Segment Open

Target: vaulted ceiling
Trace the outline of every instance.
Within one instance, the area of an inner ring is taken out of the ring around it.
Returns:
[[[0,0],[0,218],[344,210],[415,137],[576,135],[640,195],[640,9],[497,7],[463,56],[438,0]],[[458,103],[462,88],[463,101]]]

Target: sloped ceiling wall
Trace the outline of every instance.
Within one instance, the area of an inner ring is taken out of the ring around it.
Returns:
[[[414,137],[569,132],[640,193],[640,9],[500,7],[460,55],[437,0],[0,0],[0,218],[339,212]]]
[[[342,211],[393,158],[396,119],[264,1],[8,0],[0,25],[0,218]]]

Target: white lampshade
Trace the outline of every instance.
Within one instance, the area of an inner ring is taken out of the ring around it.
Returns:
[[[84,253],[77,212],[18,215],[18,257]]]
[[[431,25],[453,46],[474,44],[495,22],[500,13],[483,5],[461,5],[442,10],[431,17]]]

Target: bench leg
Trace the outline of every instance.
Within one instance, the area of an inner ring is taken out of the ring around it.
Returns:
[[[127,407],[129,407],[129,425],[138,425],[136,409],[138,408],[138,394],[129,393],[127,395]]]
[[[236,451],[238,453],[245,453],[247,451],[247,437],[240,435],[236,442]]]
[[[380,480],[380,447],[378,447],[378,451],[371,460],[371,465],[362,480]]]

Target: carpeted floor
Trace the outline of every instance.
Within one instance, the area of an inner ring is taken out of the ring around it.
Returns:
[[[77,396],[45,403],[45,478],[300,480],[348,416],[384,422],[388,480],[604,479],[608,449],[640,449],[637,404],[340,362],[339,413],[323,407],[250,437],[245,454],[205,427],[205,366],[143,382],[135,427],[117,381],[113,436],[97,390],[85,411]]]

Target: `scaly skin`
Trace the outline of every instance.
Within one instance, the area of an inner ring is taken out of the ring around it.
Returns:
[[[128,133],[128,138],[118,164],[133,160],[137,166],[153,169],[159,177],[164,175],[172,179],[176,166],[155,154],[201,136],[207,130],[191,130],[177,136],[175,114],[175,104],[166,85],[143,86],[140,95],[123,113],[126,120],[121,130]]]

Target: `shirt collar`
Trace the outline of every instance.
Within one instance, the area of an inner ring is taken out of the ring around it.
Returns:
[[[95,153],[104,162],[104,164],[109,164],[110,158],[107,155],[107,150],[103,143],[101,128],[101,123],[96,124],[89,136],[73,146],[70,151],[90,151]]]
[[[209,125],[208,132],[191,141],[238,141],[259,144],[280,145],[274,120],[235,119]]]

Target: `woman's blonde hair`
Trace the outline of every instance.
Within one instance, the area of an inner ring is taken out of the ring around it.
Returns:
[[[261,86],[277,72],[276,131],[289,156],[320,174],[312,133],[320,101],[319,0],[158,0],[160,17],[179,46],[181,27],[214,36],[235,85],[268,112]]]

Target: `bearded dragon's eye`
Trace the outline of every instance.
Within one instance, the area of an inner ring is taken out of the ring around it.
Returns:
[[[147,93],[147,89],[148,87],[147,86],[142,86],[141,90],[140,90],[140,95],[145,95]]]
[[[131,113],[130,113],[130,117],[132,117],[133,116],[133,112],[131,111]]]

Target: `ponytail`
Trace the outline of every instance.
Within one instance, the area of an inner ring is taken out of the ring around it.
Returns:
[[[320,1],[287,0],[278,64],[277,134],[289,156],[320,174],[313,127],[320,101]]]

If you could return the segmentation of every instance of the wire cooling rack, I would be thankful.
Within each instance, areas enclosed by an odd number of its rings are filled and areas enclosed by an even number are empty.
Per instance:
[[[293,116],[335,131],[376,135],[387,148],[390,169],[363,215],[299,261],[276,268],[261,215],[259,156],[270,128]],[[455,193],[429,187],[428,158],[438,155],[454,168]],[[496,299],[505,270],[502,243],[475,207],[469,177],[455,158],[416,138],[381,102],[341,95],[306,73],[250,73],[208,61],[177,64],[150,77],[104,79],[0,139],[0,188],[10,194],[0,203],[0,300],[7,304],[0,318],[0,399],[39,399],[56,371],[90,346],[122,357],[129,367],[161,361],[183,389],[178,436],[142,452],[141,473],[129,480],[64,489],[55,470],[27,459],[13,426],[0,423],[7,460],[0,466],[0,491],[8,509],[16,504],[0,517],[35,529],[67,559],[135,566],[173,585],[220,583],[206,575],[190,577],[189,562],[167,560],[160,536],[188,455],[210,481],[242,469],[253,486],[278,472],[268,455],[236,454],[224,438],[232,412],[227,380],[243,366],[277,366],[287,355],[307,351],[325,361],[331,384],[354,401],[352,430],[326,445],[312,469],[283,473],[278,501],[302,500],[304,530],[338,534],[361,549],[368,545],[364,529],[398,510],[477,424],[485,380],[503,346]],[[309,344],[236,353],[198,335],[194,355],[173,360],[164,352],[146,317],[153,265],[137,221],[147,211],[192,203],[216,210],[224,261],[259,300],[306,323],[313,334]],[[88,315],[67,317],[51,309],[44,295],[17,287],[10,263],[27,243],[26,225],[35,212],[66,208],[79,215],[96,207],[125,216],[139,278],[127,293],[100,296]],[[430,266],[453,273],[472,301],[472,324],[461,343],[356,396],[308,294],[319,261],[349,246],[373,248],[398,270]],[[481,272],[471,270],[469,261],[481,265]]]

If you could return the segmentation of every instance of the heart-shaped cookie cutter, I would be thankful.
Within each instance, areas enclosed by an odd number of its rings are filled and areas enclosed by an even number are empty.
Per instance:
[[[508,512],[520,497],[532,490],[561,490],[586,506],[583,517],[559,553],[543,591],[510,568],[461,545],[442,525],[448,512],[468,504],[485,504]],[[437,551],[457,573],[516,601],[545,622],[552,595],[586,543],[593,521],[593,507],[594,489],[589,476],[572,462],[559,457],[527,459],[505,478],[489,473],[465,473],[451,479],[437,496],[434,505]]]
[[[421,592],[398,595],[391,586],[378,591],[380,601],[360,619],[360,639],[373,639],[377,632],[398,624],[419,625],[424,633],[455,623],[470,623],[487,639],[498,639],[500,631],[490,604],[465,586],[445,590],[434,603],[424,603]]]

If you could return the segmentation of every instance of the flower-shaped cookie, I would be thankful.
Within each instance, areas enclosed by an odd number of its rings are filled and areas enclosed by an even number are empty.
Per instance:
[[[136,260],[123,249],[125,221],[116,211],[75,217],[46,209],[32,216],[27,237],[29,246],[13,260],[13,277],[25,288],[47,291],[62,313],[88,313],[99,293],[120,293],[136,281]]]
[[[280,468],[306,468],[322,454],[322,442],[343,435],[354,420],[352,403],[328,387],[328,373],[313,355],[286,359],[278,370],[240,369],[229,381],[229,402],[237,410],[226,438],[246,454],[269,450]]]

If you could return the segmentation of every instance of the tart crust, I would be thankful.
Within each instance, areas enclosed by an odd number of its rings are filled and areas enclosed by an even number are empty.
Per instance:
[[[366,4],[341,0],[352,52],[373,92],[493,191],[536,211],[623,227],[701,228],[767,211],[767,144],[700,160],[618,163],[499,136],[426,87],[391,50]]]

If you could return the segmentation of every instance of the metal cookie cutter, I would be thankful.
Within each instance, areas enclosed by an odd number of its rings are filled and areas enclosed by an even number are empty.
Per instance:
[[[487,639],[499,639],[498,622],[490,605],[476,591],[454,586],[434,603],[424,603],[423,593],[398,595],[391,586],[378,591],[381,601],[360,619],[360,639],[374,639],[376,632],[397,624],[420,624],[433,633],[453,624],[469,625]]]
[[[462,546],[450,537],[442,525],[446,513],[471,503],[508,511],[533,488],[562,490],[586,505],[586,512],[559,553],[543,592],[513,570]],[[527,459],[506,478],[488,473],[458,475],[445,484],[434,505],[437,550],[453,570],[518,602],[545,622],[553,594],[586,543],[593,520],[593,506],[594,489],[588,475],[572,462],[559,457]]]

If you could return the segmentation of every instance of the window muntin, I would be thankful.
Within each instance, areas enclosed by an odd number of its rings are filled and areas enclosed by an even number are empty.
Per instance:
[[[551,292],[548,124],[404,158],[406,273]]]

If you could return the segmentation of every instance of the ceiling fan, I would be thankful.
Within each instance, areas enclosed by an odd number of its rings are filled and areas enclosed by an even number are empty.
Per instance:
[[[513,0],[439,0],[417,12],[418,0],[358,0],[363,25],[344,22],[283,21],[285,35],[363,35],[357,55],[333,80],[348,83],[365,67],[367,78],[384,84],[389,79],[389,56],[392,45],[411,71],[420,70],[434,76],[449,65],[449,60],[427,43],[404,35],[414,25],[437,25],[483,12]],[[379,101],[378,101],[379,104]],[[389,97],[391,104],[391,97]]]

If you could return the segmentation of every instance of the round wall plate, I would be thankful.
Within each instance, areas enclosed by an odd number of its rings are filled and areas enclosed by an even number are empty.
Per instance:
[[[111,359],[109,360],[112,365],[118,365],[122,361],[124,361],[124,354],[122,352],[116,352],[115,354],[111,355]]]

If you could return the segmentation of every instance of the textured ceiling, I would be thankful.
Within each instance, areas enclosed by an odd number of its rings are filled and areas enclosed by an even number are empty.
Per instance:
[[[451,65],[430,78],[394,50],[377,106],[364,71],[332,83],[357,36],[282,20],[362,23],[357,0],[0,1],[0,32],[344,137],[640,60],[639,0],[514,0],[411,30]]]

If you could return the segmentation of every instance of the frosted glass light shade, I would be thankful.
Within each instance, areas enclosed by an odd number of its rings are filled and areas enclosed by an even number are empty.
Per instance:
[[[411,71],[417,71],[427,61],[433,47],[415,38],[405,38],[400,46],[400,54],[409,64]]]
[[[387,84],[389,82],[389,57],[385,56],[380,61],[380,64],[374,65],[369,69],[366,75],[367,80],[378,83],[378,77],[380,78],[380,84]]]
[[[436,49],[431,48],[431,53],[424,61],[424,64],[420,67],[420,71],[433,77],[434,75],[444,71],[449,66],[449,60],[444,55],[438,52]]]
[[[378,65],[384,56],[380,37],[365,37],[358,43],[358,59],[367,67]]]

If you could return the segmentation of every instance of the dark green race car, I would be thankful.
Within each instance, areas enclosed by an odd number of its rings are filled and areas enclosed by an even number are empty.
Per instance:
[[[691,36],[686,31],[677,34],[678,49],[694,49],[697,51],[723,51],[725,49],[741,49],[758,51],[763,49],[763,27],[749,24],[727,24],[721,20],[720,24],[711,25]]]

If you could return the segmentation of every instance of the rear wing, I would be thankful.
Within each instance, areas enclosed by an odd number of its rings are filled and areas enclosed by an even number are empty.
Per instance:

Segment Closed

:: What is required ::
Would you report every line of the entries above containing the word "shaped"?

:: Exercise response ::
If you could return the segmentation of every instance of the heart-shaped cookie cutter, I would be thankful.
If you could return the segmentation of every instance of the flower-shaped cookie, I would be thankful.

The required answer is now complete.